-- START OF EXCERPTED TEXT --

Promoting regional planning and
cooperation among the 20 local governments of Virginia’s Northern Shenandoah
Valley was my work from 1973-2008. Many people chuckle at the notion that local
governments would cooperate. A businessman from California once asked, “Do you
have any customers?”
The truth was that the Planning
District Commission chartered in 1970 by the member local governments did, over
time, have value. They owned it, having taken the funding incentive that
doubled their money and made them eligible for other grants, but had to learn
how it might be used.
Serving alternately as a as
staff person and director of the Lord Fairfax Planning District Commission, now
the Northern Shenandoah Valley Regional Commission, the region did achieve many
accomplishments including an adopted District Comprehensive Plan; a regional
solid waste management plan that was regularly updated and which become the
basis for a regional tire shredder; regional water resources planning that
involved an Instream Flow study for the North Fork of the Shenandoah River; to
mention a few.
This region was having achievements
at a time when academics claimed regionalism had failed in the U.S. My work
experience as a regional planner led to the thesis: “community precedes
cooperation.” If you want to solve a problem, build community of those whose
cooperation can solve/if not improve on the problem.
Based on that idea, the Regions Work Initiative was launched in Chicago at the World Future
Society, July 20, 1998. The action plan I set out then has guided my
exploration and led to many product prototypes such as global geocodes and the
Delicious tags which indicated both geographic location and topic. The goal was
to make organized regional alignments, such as Planning District Commissions
visible nationwide. The code issue required a global approach.
With 2008, the financial crisis
brought to light the weakness of many economic theories. They were
incapable of predicting what had happened. Massive private debt and the frauds
that enabled it to ruin lending was invisible to most economists. This led to my consideration
of the “profit motive,” which we are taught is what brings regions and their localities all
things good.
I first expressed the idea of a “community motive” in an online discussion February 25, 2011 as follows:
The profit motive is
strong, but it can only play out in a community. The community motive has led
to civilizations which have economic relationships, internally and externally.
Community infrastructure takes a long time to build. Human capital also takes
generations to build. Both can be easily destroyed in war or natural disaster.
Community economies
are not quickly built. One can learn from another, perhaps speed up the
process, but the profit motive is very short-sighted unless it is tempered by
cultural and religious values.

-- END OF EXCERPTED TEXT --
-- START OF EXERCISE MATERIAL --

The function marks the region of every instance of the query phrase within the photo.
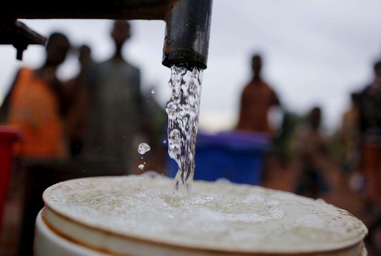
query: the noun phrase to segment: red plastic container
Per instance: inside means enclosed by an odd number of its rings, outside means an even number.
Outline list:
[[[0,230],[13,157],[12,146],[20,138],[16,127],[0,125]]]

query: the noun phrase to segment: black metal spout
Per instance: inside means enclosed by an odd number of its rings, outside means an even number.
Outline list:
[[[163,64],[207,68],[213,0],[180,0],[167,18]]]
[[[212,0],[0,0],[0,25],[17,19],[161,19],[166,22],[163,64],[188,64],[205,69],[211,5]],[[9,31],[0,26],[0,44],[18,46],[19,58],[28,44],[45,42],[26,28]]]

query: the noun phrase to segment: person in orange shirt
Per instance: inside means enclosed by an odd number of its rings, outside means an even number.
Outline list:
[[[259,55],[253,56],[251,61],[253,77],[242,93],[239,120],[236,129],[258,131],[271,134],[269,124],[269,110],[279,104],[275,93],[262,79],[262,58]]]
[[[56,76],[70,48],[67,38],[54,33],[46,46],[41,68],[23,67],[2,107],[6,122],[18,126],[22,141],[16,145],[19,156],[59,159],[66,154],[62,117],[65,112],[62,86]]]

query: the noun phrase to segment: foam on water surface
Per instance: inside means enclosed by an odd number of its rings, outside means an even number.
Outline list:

-- END OF EXERCISE MATERIAL --

• OBJECTIVE 1:
Answer these questions about the essay on regional planning, using only what it states:
(a) During which years did the writer work on promoting regional planning and cooperation in the Northern Shenandoah Valley?
(b) In what city, and on what date, was the Regions Work Initiative launched?
(c) On what date, and in what setting, did the writer first express the idea of a "community motive"?
• OBJECTIVE 2:
Put the rows of the data block into a Markdown table with the columns Number and Line, beginning at the first row and stopping after the row that contains "[[[0,230],[13,157],[12,146],[20,138],[16,127],[0,125]]]". Leave out blank rows and the pictures.

• RIGHT ANSWER 1:
(a) From 1973 to 2008.
(b) In Chicago, on July 20, 1998, at the World Future Society.
(c) On February 25, 2011, in an online discussion.

• RIGHT ANSWER 2:
| Number | Line |
|---|---|
| 1 | The function marks the region of every instance of the query phrase within the photo. |
| 2 | query: the noun phrase to segment: red plastic container |
| 3 | Per instance: inside means enclosed by an odd number of its rings, outside means an even number. |
| 4 | Outline list: |
| 5 | [[[0,230],[13,157],[12,146],[20,138],[16,127],[0,125]]] |